How many lines in the listing below contain the word "white"? Reply with the number alone.

Pointing listing excerpts
◆ ◆ ◆ ◆ ◆ ◆ ◆
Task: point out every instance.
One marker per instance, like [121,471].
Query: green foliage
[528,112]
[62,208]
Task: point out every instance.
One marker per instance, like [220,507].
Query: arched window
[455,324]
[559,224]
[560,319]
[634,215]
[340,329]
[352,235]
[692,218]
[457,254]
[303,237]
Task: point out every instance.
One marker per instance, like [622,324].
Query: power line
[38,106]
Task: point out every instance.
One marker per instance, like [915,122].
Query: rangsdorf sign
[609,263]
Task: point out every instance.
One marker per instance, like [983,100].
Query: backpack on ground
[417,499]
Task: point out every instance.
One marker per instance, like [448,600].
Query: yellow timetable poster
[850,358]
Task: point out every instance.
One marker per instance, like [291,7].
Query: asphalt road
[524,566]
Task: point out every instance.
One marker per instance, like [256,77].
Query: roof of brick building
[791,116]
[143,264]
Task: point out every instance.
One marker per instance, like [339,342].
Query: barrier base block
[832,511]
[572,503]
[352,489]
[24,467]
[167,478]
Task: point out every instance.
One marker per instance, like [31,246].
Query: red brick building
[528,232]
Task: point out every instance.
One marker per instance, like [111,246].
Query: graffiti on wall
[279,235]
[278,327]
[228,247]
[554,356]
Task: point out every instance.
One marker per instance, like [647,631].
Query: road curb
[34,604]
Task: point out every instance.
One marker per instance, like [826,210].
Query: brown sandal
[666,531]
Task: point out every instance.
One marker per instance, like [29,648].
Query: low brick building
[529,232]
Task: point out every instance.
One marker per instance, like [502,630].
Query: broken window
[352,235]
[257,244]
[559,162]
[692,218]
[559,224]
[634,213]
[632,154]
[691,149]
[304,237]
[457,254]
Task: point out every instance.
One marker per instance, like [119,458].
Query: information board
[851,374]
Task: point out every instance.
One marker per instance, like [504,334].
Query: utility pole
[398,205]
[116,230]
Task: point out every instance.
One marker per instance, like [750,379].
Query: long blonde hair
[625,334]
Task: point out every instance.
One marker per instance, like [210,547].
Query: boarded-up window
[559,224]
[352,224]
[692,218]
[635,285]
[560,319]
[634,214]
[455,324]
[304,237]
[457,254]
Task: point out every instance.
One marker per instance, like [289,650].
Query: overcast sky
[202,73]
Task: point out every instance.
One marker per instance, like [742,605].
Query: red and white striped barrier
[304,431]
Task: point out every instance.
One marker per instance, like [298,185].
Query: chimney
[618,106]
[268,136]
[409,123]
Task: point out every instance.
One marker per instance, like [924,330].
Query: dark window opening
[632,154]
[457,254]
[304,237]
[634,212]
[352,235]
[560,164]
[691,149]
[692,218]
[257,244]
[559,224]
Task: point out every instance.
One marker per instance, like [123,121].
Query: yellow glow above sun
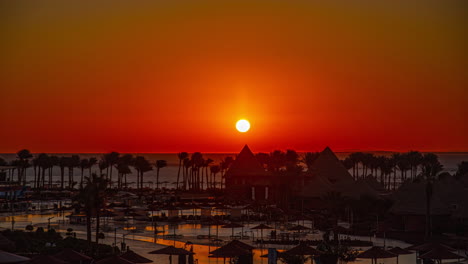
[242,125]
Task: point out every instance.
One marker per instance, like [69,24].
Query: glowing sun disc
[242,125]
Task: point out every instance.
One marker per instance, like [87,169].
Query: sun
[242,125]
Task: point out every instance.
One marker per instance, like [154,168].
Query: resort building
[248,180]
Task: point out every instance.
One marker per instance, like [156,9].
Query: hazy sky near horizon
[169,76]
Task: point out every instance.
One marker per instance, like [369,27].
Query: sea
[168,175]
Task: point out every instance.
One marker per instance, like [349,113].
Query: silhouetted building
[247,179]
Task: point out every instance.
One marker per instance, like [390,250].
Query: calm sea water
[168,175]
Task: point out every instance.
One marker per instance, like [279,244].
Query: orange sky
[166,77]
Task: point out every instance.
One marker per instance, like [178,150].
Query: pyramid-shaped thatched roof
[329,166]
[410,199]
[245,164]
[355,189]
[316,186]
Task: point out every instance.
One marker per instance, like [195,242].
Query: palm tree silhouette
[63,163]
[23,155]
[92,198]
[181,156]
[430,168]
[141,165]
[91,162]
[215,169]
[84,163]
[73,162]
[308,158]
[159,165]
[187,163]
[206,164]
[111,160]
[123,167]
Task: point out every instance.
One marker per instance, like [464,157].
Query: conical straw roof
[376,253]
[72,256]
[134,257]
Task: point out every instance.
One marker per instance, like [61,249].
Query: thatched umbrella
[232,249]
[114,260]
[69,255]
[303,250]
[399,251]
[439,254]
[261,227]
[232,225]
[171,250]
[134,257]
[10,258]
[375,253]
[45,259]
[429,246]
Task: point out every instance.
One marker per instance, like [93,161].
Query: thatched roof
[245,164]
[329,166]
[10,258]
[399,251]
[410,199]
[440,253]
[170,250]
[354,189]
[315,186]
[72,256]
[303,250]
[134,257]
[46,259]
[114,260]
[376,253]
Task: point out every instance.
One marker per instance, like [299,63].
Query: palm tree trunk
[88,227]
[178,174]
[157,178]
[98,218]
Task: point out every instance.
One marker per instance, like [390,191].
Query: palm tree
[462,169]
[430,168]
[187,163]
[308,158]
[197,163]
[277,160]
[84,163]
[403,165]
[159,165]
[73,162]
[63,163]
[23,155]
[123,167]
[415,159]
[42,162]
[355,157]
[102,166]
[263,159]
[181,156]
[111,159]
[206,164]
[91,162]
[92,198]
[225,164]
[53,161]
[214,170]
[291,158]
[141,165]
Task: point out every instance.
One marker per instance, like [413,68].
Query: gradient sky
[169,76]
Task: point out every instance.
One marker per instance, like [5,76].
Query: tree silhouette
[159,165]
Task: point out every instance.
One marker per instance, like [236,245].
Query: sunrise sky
◆ ◆ ◆ ◆ ◆ ◆ ◆
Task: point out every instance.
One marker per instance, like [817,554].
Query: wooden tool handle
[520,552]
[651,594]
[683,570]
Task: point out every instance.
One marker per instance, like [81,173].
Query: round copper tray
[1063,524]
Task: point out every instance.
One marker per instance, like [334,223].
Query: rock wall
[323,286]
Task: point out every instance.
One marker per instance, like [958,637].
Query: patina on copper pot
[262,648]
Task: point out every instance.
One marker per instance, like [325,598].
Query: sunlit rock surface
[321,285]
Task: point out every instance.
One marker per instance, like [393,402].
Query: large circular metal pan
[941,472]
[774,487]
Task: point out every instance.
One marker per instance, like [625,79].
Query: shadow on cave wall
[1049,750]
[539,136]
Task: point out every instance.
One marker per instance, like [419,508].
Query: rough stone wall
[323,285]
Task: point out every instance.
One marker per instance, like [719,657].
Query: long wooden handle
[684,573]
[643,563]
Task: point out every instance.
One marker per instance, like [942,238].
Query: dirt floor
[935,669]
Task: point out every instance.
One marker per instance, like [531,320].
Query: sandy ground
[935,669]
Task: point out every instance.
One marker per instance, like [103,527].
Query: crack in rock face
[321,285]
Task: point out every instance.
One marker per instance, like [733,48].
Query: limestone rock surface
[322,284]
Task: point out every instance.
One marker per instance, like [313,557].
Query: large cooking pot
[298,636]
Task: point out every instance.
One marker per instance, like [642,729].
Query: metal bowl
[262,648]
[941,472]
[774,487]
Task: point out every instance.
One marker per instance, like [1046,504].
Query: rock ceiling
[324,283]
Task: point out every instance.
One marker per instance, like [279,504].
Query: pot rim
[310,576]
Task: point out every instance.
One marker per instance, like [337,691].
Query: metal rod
◆ ◆ ◆ ◆ ◆ ◆ ◆
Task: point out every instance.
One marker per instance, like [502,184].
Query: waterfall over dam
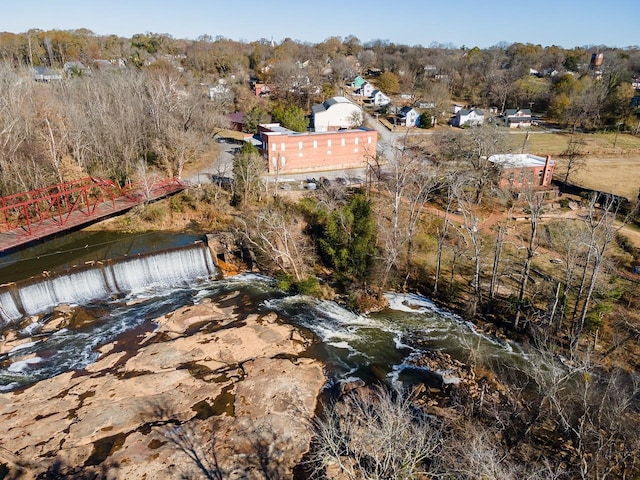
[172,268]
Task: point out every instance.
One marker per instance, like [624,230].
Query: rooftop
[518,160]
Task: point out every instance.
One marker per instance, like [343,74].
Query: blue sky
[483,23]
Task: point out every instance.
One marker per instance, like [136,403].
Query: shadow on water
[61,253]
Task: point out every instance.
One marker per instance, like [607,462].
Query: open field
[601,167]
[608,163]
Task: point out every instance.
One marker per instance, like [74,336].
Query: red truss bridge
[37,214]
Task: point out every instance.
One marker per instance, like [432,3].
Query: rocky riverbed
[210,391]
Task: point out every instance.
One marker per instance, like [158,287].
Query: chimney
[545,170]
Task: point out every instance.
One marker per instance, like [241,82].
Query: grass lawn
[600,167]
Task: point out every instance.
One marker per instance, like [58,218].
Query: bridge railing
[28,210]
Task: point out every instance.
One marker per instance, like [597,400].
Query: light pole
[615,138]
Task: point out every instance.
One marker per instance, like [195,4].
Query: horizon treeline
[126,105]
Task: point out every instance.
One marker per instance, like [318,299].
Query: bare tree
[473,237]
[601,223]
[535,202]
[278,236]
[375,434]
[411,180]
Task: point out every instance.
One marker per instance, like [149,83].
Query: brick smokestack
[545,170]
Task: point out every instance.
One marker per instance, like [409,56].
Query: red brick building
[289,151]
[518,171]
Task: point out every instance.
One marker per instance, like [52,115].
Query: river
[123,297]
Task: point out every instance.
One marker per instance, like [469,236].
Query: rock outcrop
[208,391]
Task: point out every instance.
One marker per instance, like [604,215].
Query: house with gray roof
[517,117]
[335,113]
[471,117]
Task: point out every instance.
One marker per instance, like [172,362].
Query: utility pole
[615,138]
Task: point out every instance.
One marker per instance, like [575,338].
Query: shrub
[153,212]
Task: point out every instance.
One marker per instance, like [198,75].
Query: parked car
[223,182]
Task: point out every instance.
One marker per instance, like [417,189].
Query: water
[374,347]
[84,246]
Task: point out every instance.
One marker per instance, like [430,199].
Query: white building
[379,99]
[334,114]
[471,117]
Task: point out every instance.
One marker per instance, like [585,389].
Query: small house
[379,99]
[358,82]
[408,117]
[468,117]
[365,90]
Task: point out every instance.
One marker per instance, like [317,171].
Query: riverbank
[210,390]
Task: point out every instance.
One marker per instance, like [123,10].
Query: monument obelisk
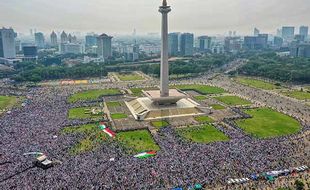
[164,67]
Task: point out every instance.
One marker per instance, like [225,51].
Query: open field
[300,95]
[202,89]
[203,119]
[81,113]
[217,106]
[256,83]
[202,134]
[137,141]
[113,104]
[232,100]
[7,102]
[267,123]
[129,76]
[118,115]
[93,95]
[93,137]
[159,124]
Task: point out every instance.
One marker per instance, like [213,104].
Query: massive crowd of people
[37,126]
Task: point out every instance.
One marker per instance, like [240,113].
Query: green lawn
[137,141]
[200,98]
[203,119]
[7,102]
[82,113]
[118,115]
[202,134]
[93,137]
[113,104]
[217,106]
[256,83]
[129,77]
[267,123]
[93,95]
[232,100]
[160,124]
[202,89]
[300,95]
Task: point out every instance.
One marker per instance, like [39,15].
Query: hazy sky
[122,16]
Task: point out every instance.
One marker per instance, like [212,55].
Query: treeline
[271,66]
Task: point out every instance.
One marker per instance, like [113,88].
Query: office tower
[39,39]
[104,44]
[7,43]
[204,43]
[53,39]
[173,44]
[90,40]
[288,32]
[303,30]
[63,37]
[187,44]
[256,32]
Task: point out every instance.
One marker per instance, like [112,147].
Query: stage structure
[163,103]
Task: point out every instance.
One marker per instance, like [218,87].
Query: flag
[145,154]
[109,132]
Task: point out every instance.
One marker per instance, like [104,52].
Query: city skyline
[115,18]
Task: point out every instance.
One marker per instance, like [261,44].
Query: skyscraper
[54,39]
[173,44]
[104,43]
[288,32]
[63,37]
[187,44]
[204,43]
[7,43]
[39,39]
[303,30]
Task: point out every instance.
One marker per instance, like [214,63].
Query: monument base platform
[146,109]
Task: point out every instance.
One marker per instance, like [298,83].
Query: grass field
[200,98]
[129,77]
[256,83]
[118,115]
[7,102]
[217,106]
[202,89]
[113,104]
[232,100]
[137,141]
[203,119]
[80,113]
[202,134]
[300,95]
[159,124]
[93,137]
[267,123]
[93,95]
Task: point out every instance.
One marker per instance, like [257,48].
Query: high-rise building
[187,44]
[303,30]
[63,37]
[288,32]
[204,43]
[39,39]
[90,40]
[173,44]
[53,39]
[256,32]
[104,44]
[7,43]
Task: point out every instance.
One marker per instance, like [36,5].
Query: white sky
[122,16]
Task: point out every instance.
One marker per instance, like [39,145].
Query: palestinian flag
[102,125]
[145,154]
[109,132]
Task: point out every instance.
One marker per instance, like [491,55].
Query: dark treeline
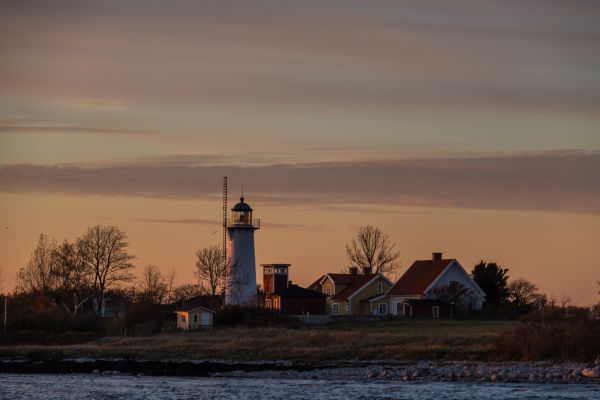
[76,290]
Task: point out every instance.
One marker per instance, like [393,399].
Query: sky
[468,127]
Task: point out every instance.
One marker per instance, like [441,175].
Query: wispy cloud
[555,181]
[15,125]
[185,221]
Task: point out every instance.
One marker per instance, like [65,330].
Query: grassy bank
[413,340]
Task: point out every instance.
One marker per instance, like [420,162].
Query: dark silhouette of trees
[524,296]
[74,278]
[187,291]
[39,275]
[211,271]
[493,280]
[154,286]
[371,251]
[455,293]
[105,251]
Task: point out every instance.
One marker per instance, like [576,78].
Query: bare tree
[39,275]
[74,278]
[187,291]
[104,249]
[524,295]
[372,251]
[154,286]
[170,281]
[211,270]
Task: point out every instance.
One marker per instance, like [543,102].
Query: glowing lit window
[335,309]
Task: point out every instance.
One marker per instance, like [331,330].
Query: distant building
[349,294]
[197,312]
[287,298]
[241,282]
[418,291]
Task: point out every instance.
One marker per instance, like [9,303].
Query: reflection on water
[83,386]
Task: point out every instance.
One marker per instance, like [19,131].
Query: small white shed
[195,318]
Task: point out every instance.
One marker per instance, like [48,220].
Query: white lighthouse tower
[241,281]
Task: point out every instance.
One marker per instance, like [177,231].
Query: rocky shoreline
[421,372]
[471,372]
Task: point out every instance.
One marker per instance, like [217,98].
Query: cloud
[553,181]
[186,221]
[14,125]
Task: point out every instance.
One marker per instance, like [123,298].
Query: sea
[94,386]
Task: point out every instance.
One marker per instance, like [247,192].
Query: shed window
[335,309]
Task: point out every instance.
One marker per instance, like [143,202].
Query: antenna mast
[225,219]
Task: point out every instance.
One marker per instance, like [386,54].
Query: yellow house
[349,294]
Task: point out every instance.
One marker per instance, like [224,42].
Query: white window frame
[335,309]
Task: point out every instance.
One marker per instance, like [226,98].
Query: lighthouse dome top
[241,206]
◆ ◆ ◆ ◆ ◆ ◆ ◆
### [TASK SOLUTION]
6